Information supplied:

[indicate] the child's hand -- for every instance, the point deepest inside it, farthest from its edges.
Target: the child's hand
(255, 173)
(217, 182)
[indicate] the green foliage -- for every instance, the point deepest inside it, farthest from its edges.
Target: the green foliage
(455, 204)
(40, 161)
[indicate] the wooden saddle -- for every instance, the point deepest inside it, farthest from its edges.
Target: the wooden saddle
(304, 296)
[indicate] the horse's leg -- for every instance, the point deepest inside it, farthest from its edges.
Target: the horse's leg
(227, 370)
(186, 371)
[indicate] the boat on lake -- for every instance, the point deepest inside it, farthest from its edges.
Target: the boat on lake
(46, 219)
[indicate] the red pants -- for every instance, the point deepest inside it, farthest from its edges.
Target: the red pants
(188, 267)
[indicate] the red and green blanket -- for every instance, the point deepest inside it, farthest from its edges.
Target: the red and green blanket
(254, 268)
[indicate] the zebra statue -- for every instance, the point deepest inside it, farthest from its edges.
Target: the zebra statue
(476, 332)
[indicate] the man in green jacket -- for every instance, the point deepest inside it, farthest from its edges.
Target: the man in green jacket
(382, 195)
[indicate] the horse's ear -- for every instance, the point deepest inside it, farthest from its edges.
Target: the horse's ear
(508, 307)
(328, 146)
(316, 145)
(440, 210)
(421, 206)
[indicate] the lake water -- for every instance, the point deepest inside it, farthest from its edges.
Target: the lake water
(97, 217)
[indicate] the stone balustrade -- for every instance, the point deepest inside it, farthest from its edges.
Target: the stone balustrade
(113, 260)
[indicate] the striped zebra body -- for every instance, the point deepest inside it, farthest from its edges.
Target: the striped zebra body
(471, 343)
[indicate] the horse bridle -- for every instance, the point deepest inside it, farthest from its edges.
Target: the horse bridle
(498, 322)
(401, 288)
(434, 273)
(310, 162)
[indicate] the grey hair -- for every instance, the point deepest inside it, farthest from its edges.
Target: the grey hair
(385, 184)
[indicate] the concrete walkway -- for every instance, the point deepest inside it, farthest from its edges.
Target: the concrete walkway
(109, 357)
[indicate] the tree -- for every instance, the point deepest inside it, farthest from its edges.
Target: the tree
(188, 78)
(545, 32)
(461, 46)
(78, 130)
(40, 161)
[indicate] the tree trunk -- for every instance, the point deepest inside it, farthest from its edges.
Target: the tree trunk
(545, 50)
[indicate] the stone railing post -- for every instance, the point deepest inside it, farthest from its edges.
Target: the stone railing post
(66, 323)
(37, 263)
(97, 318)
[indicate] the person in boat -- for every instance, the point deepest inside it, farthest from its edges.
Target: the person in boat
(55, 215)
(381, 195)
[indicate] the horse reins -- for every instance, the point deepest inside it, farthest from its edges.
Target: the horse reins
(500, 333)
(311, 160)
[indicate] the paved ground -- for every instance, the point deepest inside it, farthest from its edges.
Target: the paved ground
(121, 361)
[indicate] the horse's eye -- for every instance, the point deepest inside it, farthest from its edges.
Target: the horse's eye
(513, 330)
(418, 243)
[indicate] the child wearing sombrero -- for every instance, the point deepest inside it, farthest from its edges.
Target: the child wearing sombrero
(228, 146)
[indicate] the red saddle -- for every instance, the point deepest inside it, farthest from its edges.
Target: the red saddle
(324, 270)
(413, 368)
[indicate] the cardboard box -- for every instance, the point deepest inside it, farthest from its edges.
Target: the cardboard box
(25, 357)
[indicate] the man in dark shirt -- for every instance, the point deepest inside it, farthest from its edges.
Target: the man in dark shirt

Task prompt: In the records above, find the line containing "[indicate] the tree trunk"; please retype it and every line after it through the last line, exactly and with nothing else.

The solution:
[indicate] the tree trunk -- for every instance, the point deepest inside it, farthest from its edges.
Target: the tree trunk
(545, 50)
[indicate] the stone railing post -- for every instance, the point deepest inside it, farthest from its edges.
Target: the stone railing post
(66, 323)
(37, 263)
(97, 318)
[indicate] the person in boat -- for every instance, the point deepest inside it, farthest from its edges.
Target: the person in boat
(55, 215)
(381, 195)
[indicate] the horse reins -- for every instance, the point deepest inside it, farthest from its edges.
Target: the horse reins
(500, 333)
(311, 160)
[indicate] the paved ground -- for every instance, the point deepest inside it, farthest from its edges.
Target: the paved ground
(121, 361)
[indicate] the horse's eye -- for every instance, the point deepest inside it, farthest from its edges.
Target: the horse's eye
(513, 330)
(418, 243)
[indicate] the child wearing sombrero -- for every instance, the point deepest inside it, farthest from its edges.
Target: the child wearing sombrero
(228, 146)
[indicate] the red saddle -- for every instance, the point deepest inside it, farthest from its edges.
Target: the red saddle
(324, 270)
(413, 368)
[indicate] the cardboard box -- for every instance, the point deepest inside it, farthest from its edges.
Target: the cardboard box
(25, 357)
[indicate] the man in dark shirt -- for every instance, the point deepest inside it, farthest from its edges.
Target: the man in dark shirt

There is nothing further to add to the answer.